• _Document section_:
▬▬▬
Starting in January 2022, Roboze, the Italian-American manufacturer of 3D printers, polymers for additive manufacturing, and composite parts, is starting a circular economy program for its customers. The program will allow users of Roboze products to recycle waste material created in the 3D printing process, as well as parts that have reached the end of their life cycle, by returning the material directly to the company. Participants in the program will also be able to purchase recycled materials at a lower cost.
In a press release, the founder and CEO of Roboze, Alessio Lorusso, said, “We are working to refine the management of the entire supply chain, at any cost and with all the necessary efforts. 3D printing technology can be one of the solutions to combat CO2 emissions, reducing transport and producing just in time and on-demand. But if we don’t take serious actions and continue to generate plastic waste, then we will only become part of the problem….Our circular economy model will create zero waste and will represent and deliver the solution.”
Just as it displayed with a subscription plan rollout at the beginning of this year and distributed manufacturing service that it began about a year ago, Roboze is constantly making cutting-edge moves related to decentralizing the supply chain. This has always been an important issue environmentally, but more recently, it has become perhaps the paramount economic issue obsessed over in political discourse. Roboze is ahead of the curve in a way that will not only benefit the company itself, but could also very well set the tone for the industry as a whole.

With Roboze’s planned circular economy program, participants will not just be customers, they’ll be part of a more sustainable, less costly alternate supply chain. (Image courtesy of Roboze)
What Roboze seems to realize, which other similarly significant companies in 3D printing have been slower to pick up on, is that the advantage of 3D printing lies not only in its potential to replace certain manufacturing processes, but also in its potential to be the fulcrum for the creation of entire alternative supply chains. No matter what happens in the short term future, the long term issues related to supply chain disruptions are going to make what has been going on these past couple of years seem quaint. In this sense, American overconsumption and widespread employment gaps—while certainly serious problems that need to be addressed—are more secondary issues.
▬▬▬
• _Required actions_:
A: Quote the part of the Roboze recycling article that begins with the words containing "What Roboze seems" and ends with "more secondary issues.".
B: Extend the article on Roboze's circular economy program, picking up after its final sentence.

• _Information supplied_:
▬▬▬
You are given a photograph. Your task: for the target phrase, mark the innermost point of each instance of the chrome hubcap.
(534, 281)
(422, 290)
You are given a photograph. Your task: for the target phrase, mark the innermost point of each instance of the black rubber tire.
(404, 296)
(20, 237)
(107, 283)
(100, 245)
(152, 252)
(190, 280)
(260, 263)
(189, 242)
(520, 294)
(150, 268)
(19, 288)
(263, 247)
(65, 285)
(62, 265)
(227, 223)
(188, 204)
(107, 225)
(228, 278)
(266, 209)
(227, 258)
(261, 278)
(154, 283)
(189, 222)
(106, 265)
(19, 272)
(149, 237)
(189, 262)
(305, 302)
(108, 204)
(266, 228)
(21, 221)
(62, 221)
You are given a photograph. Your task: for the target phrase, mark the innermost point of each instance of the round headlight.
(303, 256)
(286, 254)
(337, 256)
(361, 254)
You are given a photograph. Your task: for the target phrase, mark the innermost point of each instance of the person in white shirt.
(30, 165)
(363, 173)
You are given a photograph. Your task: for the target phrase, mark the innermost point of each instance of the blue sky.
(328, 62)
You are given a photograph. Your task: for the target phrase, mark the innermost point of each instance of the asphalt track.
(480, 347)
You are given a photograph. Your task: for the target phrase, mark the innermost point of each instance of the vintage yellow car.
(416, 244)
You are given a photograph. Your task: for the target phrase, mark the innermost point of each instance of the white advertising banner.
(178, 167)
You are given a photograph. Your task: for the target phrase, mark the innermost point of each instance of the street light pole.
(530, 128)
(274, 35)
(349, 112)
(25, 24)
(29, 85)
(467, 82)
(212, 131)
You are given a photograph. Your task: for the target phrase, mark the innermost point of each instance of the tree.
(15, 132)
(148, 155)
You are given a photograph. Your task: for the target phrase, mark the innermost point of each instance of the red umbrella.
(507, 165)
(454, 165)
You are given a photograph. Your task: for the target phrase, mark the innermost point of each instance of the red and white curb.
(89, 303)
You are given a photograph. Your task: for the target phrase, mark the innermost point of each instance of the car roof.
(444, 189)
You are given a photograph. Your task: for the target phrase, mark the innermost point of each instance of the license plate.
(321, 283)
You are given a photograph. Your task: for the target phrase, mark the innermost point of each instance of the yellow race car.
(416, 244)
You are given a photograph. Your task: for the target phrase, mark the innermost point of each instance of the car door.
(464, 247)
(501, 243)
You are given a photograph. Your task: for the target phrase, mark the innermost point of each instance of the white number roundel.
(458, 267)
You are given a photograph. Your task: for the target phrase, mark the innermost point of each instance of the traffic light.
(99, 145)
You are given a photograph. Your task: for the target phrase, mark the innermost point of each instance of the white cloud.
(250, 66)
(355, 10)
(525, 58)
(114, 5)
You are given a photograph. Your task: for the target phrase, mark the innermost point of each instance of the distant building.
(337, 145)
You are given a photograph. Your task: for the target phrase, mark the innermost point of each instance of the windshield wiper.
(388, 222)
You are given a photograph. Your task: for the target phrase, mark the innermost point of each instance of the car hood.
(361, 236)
▬▬▬
• _Answers to the exercise_:
A:
What Roboze seems to realize, which other similarly significant companies in 3D printing have been slower to pick up on, is that the advantage of 3D printing lies not only in its potential to replace certain manufacturing processes, but also in its potential to be the fulcrum for the creation of entire alternative supply chains. No matter what happens in the short term future, the long term issues related to supply chain disruptions are going to make what has been going on these past couple of years seem quaint. In this sense, American overconsumption and widespread employment gaps—while certainly serious problems that need to be addressed—are more secondary issues.

B:
Starting in a few months, users of the Roboze Argo 500—and all other Roboze products—will be able to trade in what they don’t need anymore in return for more sustainable input materials at a lower price. (Image courtesy of Roboze)
Rather, the primary issue is that the economy in its current state only “knows” how to overproduce. An Iraq War veteran I knew once told me that in the US military, they have a saying: “Whether it’s a good thing or a bad thing, the military only knows how to do way too much of it.” Considering our economy as a whole essentially takes its cues from the US military, this sheds a lot of light on the current supply chain crisis we’ve all become engulfed in. The way the matter is conceptualized in the field of ecological economics is also quite helpful. From a microeconomic perspective, individual businesses and institutions have mechanisms in place to indicate when they’ve spent too much in one area, or produced too much in another. At the macroeconomic level, such mechanisms still don’t really exist. If enough companies take the lead from precedents like the one Roboze is setting, however, we could eventually reshape the general economy to work more rationally. And, if we don’t want to sink under the weight of all our excess container ships, we’re going to have to.

A circular economy doesn’t just tinker with parts; it builds a whole new machine. (Image courtesy of Gartner)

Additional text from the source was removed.